━━━ EXTRACTED TEXT ━━━

I oppose this amendment. I think the wording is too broad. Especially the last sentence: "As long as there are no infringements on the rights of others, it is not the role of government to judge." Well, our government routinely judges situations where you might regard people completely affecting themselves like, for example, the use of controlled substances, like, for example, polygamy that is voluntarily entered into. We condemn those activities even though they're not hurting other people, at least directly.

Mediaite columnist Andrew Kirell comments:

Right there Kobach explained, in a nutshell, the mainstream Republican worldview that has alienated libertarians for many years. It goes something like this: We support "liberty" and "freedom" to do as you please, so long as those activities aren't things we find to be yucky, abominable, or uncomfortable. In those cases, freedom does not exist.

It may offend many to hear a Republican official compare gay marriage to drugs and polygamy, but those activities all do have several things in common: they are victimless and they are voluntary.

And government has no business outlawing them.

━━━

EXERCISES TO COMPLETE:
[a] Answer these questions from the excerpt about Kobach:
(i) Which publication is Andrew Kirell a columnist for?
(ii) Which two activities does the speaker give as examples of conduct the government routinely judges?
(iii) What two traits does Kirell say those activities share?
[b] Please reproduce everything from "It may offend" down to "business outlawing them." in the excerpt about Kobach.
[c] Continue the excerpt about Kobach from its last sentence.
The records come from a separate source.

━━━ DATA EXCERPTS ━━━

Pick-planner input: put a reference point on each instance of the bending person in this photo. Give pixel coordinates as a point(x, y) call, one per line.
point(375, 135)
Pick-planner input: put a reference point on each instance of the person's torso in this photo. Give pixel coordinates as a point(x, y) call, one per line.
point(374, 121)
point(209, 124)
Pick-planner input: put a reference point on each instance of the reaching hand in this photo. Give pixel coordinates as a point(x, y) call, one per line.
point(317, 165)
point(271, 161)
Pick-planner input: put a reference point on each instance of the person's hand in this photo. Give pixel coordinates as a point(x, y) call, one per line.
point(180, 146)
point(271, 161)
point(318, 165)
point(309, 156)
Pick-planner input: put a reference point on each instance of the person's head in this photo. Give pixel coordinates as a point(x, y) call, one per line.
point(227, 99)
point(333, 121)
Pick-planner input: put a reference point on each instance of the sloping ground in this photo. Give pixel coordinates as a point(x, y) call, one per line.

━━━
━━━ DATA EXCERPTS ━━━

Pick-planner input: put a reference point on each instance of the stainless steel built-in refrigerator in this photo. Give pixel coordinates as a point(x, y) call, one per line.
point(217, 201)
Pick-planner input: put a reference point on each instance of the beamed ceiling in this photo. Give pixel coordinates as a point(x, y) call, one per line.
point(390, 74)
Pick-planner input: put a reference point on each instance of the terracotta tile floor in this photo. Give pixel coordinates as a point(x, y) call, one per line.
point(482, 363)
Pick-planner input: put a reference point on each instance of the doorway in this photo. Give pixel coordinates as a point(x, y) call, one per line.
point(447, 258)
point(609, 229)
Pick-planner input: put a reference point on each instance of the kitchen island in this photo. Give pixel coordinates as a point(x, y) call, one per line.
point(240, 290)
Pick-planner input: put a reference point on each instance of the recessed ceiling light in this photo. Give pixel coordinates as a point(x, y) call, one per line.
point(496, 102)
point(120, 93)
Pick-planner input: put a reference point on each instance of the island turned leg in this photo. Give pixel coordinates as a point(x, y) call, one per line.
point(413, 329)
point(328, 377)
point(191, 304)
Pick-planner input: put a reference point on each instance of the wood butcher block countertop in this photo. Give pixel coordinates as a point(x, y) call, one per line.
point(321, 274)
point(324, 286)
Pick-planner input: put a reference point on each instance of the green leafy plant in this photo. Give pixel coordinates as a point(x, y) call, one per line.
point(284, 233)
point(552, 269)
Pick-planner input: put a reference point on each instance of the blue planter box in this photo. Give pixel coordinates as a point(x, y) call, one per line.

━━━

RESULTS FOR EACH TASK:
[a]
(i) Mediaite.
(ii) The use of controlled substances and polygamy that is voluntarily entered into.
(iii) They are victimless and voluntary.

[b]
It may offend many to hear a Republican official compare gay marriage to drugs and polygamy, but those activities all do have several things in common: they are victimless and they are voluntary.

And government has no business outlawing them.

[c]
The platform committee rejected a plea from a Nevada delegate who argued that "the freedom to marry is in line with our core belief in limited government and individual freedom" and quoted former Vice President Dick Cheney: "Freedom means freedom for everyone." Nor was it moved by Rhode Island's representative, who identified herself as a Roman Catholic and said: "There's nobody in this room who believes [more than I do] that the definition of marriage is between one man and one woman. But those are my religious beliefs, and this country was founded on the separation of church and state."

The GOP seems to be producing a platform that is more socially conservative than its presidential nominee. Mitt Romney (whose great-grandfather was a polygamist, though almost certainly not a pot-smoking polygamist) has said he supports "domestic partnerships" that would offer gay couples "the potential for health benefits and rights of survivorship" as well as the ability to jointly adopt children.